[Given request] Copy out each line of the listing below that contains the word "blurred".

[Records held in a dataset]
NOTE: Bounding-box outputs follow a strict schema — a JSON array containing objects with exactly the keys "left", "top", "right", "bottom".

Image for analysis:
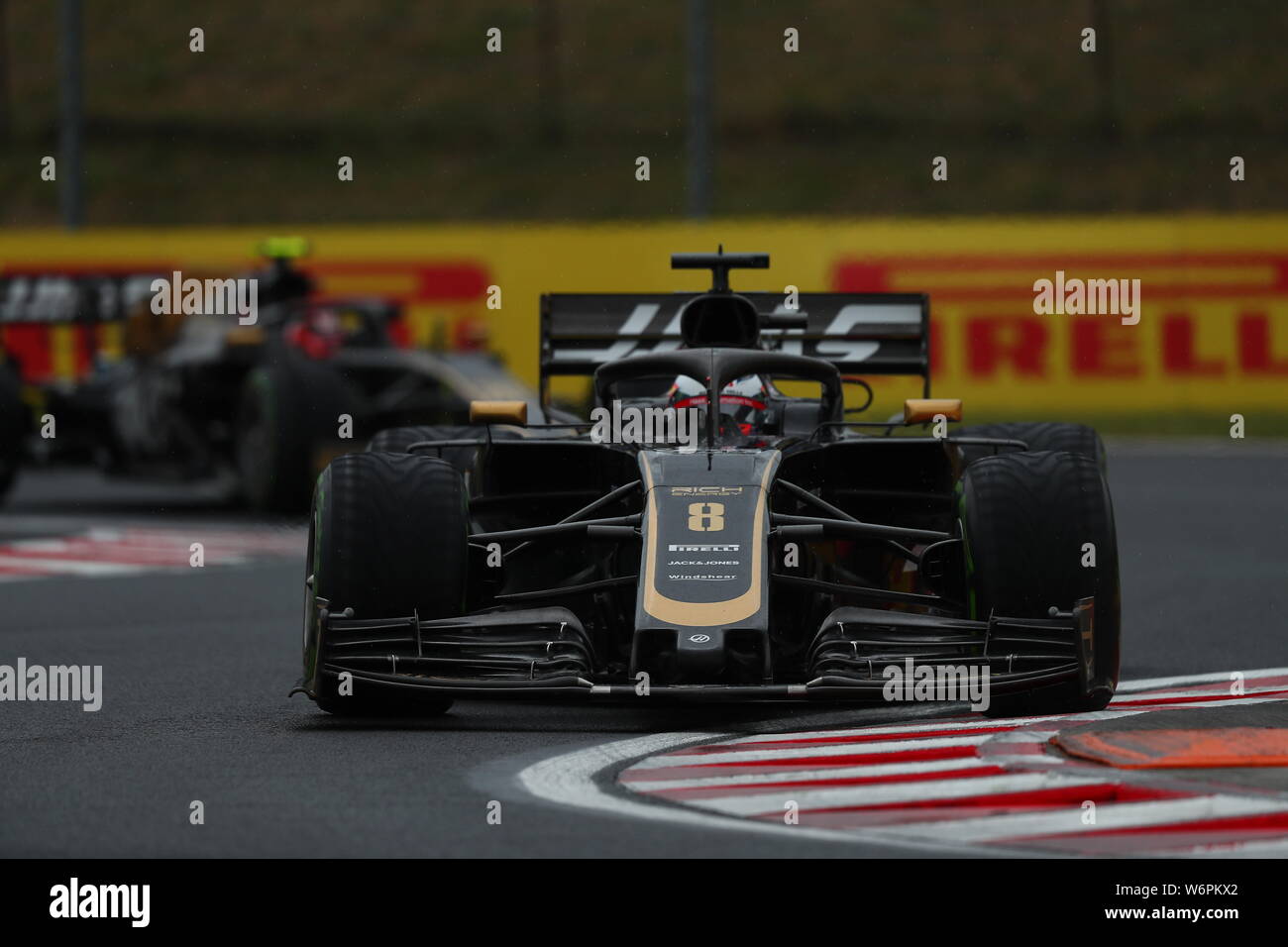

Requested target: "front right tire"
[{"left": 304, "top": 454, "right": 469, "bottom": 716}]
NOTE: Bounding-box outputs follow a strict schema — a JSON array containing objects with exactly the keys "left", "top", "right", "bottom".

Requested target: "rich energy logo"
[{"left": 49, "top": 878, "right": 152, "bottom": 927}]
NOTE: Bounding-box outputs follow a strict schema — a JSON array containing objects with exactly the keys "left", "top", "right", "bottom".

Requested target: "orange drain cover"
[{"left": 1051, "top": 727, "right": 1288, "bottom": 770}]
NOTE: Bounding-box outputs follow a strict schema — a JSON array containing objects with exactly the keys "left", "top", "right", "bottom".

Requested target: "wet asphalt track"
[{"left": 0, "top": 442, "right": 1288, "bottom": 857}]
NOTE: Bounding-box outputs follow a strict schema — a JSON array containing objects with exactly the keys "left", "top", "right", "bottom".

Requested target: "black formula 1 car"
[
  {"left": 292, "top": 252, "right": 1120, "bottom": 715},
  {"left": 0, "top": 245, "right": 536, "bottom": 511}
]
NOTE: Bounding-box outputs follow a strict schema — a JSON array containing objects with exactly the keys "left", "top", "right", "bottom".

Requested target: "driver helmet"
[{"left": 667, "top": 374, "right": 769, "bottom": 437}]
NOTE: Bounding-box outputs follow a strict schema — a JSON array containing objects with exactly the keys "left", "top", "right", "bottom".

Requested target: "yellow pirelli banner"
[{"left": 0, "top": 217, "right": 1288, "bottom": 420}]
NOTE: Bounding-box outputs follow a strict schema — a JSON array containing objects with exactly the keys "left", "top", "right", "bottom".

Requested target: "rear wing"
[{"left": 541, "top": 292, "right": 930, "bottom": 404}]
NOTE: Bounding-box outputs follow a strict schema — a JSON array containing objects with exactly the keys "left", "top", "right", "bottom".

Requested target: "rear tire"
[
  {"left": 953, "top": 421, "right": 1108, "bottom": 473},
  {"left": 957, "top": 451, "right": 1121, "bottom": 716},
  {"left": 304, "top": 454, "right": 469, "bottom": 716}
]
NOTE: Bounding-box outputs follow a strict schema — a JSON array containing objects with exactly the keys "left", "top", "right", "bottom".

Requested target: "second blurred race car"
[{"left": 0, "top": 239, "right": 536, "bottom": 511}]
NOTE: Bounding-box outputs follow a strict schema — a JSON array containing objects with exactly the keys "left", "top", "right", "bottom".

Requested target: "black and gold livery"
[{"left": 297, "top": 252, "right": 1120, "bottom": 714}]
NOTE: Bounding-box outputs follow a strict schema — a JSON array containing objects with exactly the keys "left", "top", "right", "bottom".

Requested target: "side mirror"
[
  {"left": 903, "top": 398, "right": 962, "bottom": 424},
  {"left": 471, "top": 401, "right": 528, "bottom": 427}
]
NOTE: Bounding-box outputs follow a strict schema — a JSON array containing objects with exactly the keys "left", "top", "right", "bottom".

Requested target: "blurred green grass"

[Output of the task]
Requested target: "second blurred race car"
Requested target: "blurred green grass"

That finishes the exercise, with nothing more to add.